▶ **Exercise instructions**: The entire listing, reproduced exactly and stripped of images, is the expected output.

▶ **Records shown**:
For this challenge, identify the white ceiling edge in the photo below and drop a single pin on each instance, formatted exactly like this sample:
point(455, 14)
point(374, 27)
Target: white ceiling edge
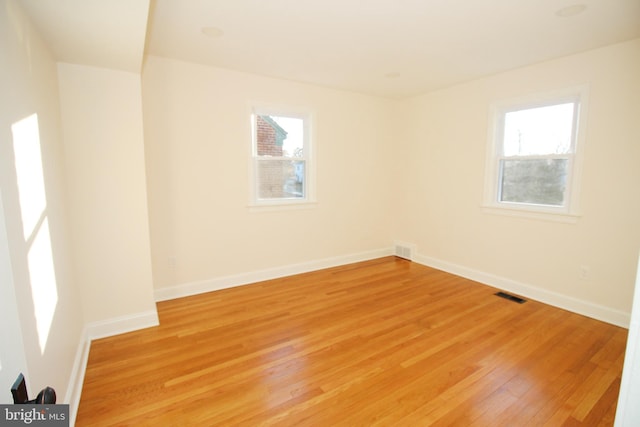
point(102, 33)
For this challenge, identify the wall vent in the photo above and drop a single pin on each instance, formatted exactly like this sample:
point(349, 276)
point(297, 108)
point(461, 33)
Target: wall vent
point(404, 250)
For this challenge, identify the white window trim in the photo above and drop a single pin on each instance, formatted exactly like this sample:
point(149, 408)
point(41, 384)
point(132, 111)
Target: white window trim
point(568, 213)
point(309, 201)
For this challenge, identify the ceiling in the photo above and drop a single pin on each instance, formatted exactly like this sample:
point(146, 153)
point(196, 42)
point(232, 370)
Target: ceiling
point(392, 48)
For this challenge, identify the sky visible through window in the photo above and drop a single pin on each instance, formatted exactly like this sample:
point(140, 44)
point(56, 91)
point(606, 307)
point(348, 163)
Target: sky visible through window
point(539, 131)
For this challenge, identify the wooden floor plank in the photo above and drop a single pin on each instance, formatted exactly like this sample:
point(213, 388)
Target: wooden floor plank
point(385, 342)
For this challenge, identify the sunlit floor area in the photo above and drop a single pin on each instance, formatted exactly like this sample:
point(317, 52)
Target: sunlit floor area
point(385, 342)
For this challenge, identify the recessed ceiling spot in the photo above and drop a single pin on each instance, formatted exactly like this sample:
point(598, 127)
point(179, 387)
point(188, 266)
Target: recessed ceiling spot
point(569, 11)
point(213, 32)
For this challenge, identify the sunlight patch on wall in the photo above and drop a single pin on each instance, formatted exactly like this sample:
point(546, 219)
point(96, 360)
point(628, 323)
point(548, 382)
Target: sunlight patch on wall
point(33, 207)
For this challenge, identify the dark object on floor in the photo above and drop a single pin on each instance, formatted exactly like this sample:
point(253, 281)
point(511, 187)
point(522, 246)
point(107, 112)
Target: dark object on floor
point(511, 297)
point(19, 391)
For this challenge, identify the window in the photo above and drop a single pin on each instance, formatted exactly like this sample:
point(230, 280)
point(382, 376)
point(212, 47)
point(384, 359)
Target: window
point(281, 158)
point(534, 154)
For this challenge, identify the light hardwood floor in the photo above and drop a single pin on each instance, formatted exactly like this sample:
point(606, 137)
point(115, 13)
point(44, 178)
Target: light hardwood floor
point(385, 342)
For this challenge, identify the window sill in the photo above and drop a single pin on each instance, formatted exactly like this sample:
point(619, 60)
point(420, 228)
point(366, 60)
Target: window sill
point(532, 213)
point(281, 205)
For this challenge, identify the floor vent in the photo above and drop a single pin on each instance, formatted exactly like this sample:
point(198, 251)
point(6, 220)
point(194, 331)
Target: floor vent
point(404, 251)
point(511, 297)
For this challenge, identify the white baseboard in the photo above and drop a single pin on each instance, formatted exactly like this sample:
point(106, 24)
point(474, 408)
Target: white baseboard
point(194, 288)
point(122, 324)
point(585, 308)
point(76, 380)
point(97, 330)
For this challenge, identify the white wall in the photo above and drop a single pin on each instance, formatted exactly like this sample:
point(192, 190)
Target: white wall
point(443, 176)
point(197, 141)
point(28, 83)
point(105, 167)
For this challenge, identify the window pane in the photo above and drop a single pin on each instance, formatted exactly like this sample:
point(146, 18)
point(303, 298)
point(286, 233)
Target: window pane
point(279, 136)
point(535, 181)
point(539, 131)
point(278, 179)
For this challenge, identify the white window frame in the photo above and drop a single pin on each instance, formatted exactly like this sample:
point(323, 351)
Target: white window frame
point(307, 117)
point(569, 212)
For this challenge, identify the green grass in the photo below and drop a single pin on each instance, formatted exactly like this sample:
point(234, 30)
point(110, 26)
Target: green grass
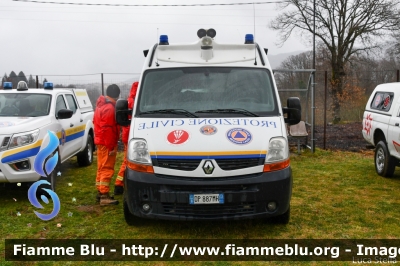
point(336, 195)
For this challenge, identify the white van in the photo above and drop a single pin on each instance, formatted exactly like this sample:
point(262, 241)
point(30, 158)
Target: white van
point(208, 136)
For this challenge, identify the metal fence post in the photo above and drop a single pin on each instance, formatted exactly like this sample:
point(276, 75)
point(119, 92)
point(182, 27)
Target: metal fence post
point(326, 92)
point(102, 84)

▶ **Response to the exercise**:
For this challenge, identify the white ceiling edge in the photo below and drop a single pin on each instance, formatted exactly like this sample:
point(455, 14)
point(374, 27)
Target: white ceiling edge
point(102, 33)
For this challenge, identify the wall vent in the photo above and drop a single pin on each instance, formatted exactly like this sample:
point(349, 276)
point(297, 108)
point(461, 33)
Target: wall vent
point(404, 250)
For this challenge, identify the white window trim in the photo above and drop a single pin on each instance, formatted exactly like this sample:
point(149, 408)
point(41, 384)
point(132, 111)
Target: white window trim
point(568, 213)
point(309, 201)
For this challenge, identify the ceiling in the photo above and drop a single pin on each instance, formatted exactly like this sample:
point(146, 153)
point(196, 42)
point(232, 370)
Target: ceiling
point(392, 48)
For this challenge, identify the sky visible through window in the photo above and drop a single pin on each instance, formatted exactly like this sample:
point(140, 44)
point(56, 91)
point(606, 307)
point(348, 163)
Target: sky visible through window
point(539, 131)
For this challenge, identify the wooden floor plank in the photo above and drop a single pin on each instance, formatted exactly like this sample:
point(213, 388)
Target: wooden floor plank
point(385, 342)
For this challenge, identify the sunlit floor area in the photo above and drop a single pin on each instance, formatted exactly like this sample:
point(317, 52)
Target: sunlit floor area
point(385, 342)
For this challenge, identify the recessed ceiling spot in the photo above and drop a single pin on each instance, formatted exactly like this sample:
point(598, 127)
point(179, 387)
point(188, 266)
Target: recessed ceiling spot
point(569, 11)
point(213, 32)
For this challenge, identify the sunlight patch on wall in the photo above and drop a single pin on each instance, formatted exactly like this sample:
point(546, 219)
point(96, 360)
point(628, 323)
point(548, 382)
Target: sunlight patch on wall
point(33, 207)
For this challenge, identify the dark object on floor in the photo above and drop a single pin on each instance, formatted exactly like this sample:
point(253, 281)
point(511, 187)
point(522, 246)
point(107, 112)
Target: dark object on floor
point(511, 297)
point(19, 391)
For this challenge, identify the window in the photo above and drop a single pin on each instance, formatted exactly like this sample:
point(230, 280)
point(382, 376)
point(212, 47)
point(384, 359)
Target: window
point(281, 158)
point(534, 154)
For this challenge, identify the light hardwood floor in the photo above and drop a single pin on each instance, formatted exactly like this sample:
point(606, 137)
point(115, 13)
point(44, 178)
Target: light hardwood floor
point(385, 342)
For this challenge, identify the window sill in the photo above and drop a single pin on each instance, formatted exactly like this sample:
point(619, 60)
point(420, 228)
point(366, 60)
Target: window sill
point(532, 213)
point(281, 205)
For this challenge, identify the floor vent in the photo above and drop a single pin on each instance, formatted exactly like this sample:
point(198, 251)
point(6, 220)
point(194, 331)
Target: floor vent
point(404, 251)
point(511, 297)
For this challenge, identify the white baseboard in the photo above and drop a single pin on each instance, formatted exactly like this sample:
point(106, 24)
point(474, 408)
Target: white baseboard
point(194, 288)
point(122, 324)
point(585, 308)
point(76, 380)
point(97, 330)
For this challenge, identify the white wall in the photo above and drop a single pin on each instance, formatted exactly like this sample:
point(192, 190)
Target: white wall
point(443, 176)
point(197, 141)
point(28, 83)
point(105, 167)
For this challenge, identify the window pane in the photo above and drop a single pin on each instance, formatted exactly like this sample:
point(146, 18)
point(303, 298)
point(286, 233)
Target: window pane
point(279, 136)
point(535, 181)
point(539, 131)
point(278, 179)
For this challenge, identify the white window frame in the photo above and drop a single pin on each instance, formatted exactly like this sample:
point(323, 351)
Target: white window frame
point(307, 117)
point(569, 212)
For this challenge, identify the green grass in the photo below and drop a single pin on each instance, formatted exactly like this sample:
point(234, 30)
point(110, 26)
Target: green grass
point(336, 195)
For this challenge, identify the white van in the photo above and drop a single pin on each instance, formatted exactly like this sample:
point(262, 241)
point(30, 158)
Target: white van
point(208, 136)
For this challenge, identify the metal fence post in the photo above and drop a single pin on each instance, formatted exactly like this sample:
point(276, 75)
point(119, 92)
point(182, 27)
Target: metal fence post
point(326, 92)
point(102, 84)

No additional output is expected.